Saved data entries
Segment Open
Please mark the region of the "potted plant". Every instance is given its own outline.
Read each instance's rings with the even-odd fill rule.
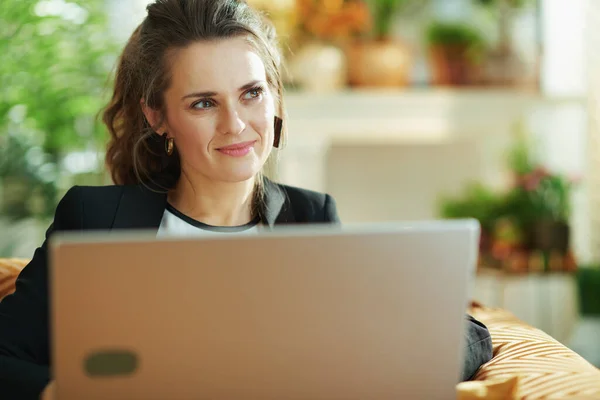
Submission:
[[[409,47],[392,35],[394,21],[416,0],[371,0],[372,30],[347,49],[349,83],[363,87],[402,87],[410,80],[412,57]],[[412,10],[410,10],[412,11]]]
[[[510,229],[509,220],[503,219],[504,196],[479,182],[468,184],[454,197],[443,197],[439,202],[439,216],[443,219],[475,218],[481,226],[479,242],[480,263],[497,264],[518,246],[521,237]]]
[[[572,182],[542,167],[518,178],[514,197],[521,199],[522,220],[529,232],[530,247],[566,254]]]
[[[470,25],[434,22],[426,31],[435,85],[481,82],[484,40]]]
[[[331,92],[348,82],[346,43],[370,29],[362,0],[298,0],[296,50],[289,57],[289,81],[302,90]]]
[[[507,204],[528,236],[528,247],[566,254],[573,180],[551,173],[531,154],[531,143],[520,132],[509,152],[514,176]]]
[[[512,40],[513,21],[517,11],[523,9],[533,0],[473,0],[482,6],[497,21],[498,41],[488,53],[486,66],[486,82],[497,85],[513,85],[516,83],[537,84],[538,71],[527,71],[527,66],[515,53]],[[539,52],[536,57],[539,58]],[[539,60],[534,60],[535,64]]]

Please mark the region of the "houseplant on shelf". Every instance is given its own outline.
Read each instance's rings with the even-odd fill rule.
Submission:
[[[530,249],[566,253],[575,180],[547,170],[532,154],[533,148],[526,133],[518,131],[508,153],[513,185],[507,203],[527,232]]]
[[[470,25],[433,22],[426,30],[435,85],[471,85],[481,82],[485,42]]]
[[[439,214],[479,220],[481,260],[488,267],[573,271],[569,214],[574,182],[546,170],[531,154],[525,133],[517,133],[508,154],[512,185],[497,192],[481,183],[470,184],[459,197],[444,198]]]
[[[528,66],[523,61],[522,55],[515,51],[513,43],[513,25],[517,13],[527,6],[535,4],[535,0],[473,0],[476,5],[481,6],[491,14],[497,21],[497,42],[491,47],[487,56],[485,80],[492,85],[515,85],[527,84],[536,86],[539,80],[539,63],[541,49],[540,38],[536,38],[536,49],[532,53],[533,58]],[[539,31],[539,29],[537,29]],[[539,35],[539,32],[537,33]]]
[[[498,229],[503,217],[503,193],[486,187],[479,182],[471,182],[456,196],[443,196],[439,200],[438,213],[443,219],[475,218],[481,226],[479,241],[480,264],[491,266],[496,263],[493,250],[502,253],[510,252],[521,242],[519,232],[507,229],[502,224],[502,232]],[[502,240],[498,241],[498,233]],[[502,254],[496,254],[501,258]]]
[[[331,92],[346,87],[344,50],[353,37],[370,29],[362,0],[297,0],[297,29],[288,58],[291,81],[301,90]]]
[[[572,180],[541,166],[515,176],[507,201],[527,232],[530,249],[568,252],[573,184]]]
[[[393,37],[400,13],[414,12],[422,0],[371,0],[372,30],[348,47],[349,83],[352,86],[402,87],[409,83],[410,48]]]

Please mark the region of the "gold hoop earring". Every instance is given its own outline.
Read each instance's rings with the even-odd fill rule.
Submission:
[[[166,136],[166,133],[165,133]],[[173,154],[173,150],[175,149],[175,139],[173,139],[172,137],[168,137],[165,140],[165,152],[167,153],[168,156],[170,156],[171,154]]]

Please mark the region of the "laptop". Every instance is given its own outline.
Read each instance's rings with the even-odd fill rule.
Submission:
[[[478,240],[470,220],[57,235],[57,398],[454,398]]]

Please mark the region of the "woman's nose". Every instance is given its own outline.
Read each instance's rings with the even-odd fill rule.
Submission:
[[[224,107],[220,115],[219,132],[225,135],[239,135],[246,129],[246,123],[234,107]]]

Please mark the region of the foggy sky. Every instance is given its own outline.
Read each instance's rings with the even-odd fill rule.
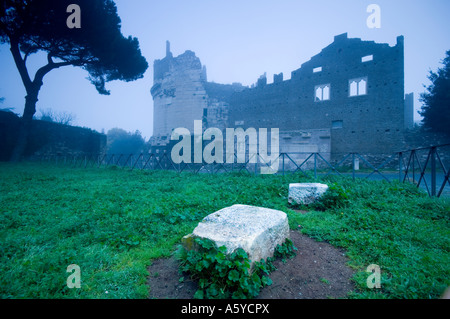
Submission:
Segment Closed
Exercise description
All of the data above must be printed exactly, minus its pictures.

Answer box
Please mark the region of the "potted plant". Every instance is given its own outline.
Read each instance's rings with the even-odd fill rule.
Submission:
[[[409,47],[392,35],[394,21],[416,0],[371,0],[372,30],[347,49],[349,83],[363,87],[402,87],[410,80],[412,57]],[[412,10],[410,10],[412,11]]]
[[[510,229],[509,220],[503,219],[504,196],[479,182],[468,184],[454,197],[443,197],[439,202],[439,216],[443,219],[475,218],[481,226],[479,242],[480,263],[497,264],[518,246],[521,237]]]
[[[572,182],[542,167],[518,178],[514,197],[521,199],[522,220],[529,232],[530,247],[566,254]]]
[[[470,25],[434,22],[426,31],[435,85],[481,82],[484,40]]]
[[[331,92],[348,82],[346,43],[370,29],[362,0],[298,0],[296,50],[289,57],[289,81],[302,90]]]
[[[507,204],[528,236],[528,247],[566,254],[573,180],[551,173],[531,154],[531,143],[520,132],[509,152],[514,176]]]
[[[512,40],[513,21],[517,11],[523,9],[533,0],[473,0],[482,6],[497,21],[498,41],[488,53],[486,66],[486,82],[497,85],[513,85],[516,83],[537,84],[538,71],[527,71],[527,66],[515,53]],[[539,52],[536,57],[539,58]],[[539,60],[534,60],[535,64]]]

Please mark the region of the "houseplant on shelf". Every instance is given its own outline.
Read each instance's rings with the even-odd fill rule.
Submission:
[[[530,249],[566,253],[575,180],[547,170],[532,154],[533,148],[526,133],[518,131],[508,153],[513,185],[507,203],[527,232]]]
[[[470,25],[433,22],[426,30],[435,85],[471,85],[481,82],[485,42]]]
[[[439,214],[479,220],[481,260],[488,267],[573,271],[569,214],[574,182],[546,170],[531,154],[525,133],[517,133],[508,154],[512,185],[497,192],[481,183],[470,184],[459,197],[444,198]]]
[[[528,66],[523,61],[522,55],[515,51],[513,43],[513,25],[517,13],[527,6],[535,4],[535,0],[473,0],[476,5],[481,6],[491,14],[497,21],[497,42],[491,47],[487,56],[485,80],[492,85],[515,85],[527,84],[536,86],[539,80],[539,63],[541,49],[540,38],[536,38],[536,49],[532,53],[533,58]],[[539,31],[539,29],[537,29]],[[539,35],[539,32],[537,33]]]
[[[498,229],[503,217],[503,193],[486,187],[479,182],[471,182],[456,196],[443,196],[439,200],[438,213],[443,219],[475,218],[481,226],[479,241],[480,264],[491,266],[496,263],[493,250],[502,253],[510,252],[521,242],[519,232],[507,229],[502,224],[502,232]],[[502,240],[498,241],[498,233]],[[502,254],[496,254],[501,258]]]
[[[331,92],[346,87],[344,50],[353,37],[370,29],[362,0],[297,0],[297,29],[288,58],[291,81],[301,90]]]
[[[572,180],[541,166],[515,176],[507,201],[527,232],[530,249],[568,252],[573,184]]]
[[[393,37],[400,13],[414,12],[422,0],[371,0],[372,30],[348,47],[349,83],[352,86],[402,87],[409,83],[410,48]]]

Please mark the region of the "gold hoop earring". Every instance is given its own outline.
Read each instance's rings with the even-odd fill rule.
Submission:
[[[166,136],[166,133],[165,133]],[[173,154],[173,150],[175,149],[175,139],[173,139],[172,137],[168,137],[165,140],[165,152],[167,153],[168,156],[170,156],[171,154]]]

Please mark the region of the "laptop". Every instance is given its own outline.
Read each instance's rings with the even-odd fill rule.
Submission:
[[[478,240],[470,220],[57,235],[57,398],[454,398]]]

Please mark the region of the "woman's nose". Every instance is given its own outline.
Read each instance's rings with the even-odd fill rule.
Submission:
[[[224,107],[220,115],[219,132],[225,135],[239,135],[246,129],[246,123],[234,107]]]

Please mark the region of the foggy sky. Every instance is given its own outline.
Read each instance's rings with the even-odd fill rule.
Submission:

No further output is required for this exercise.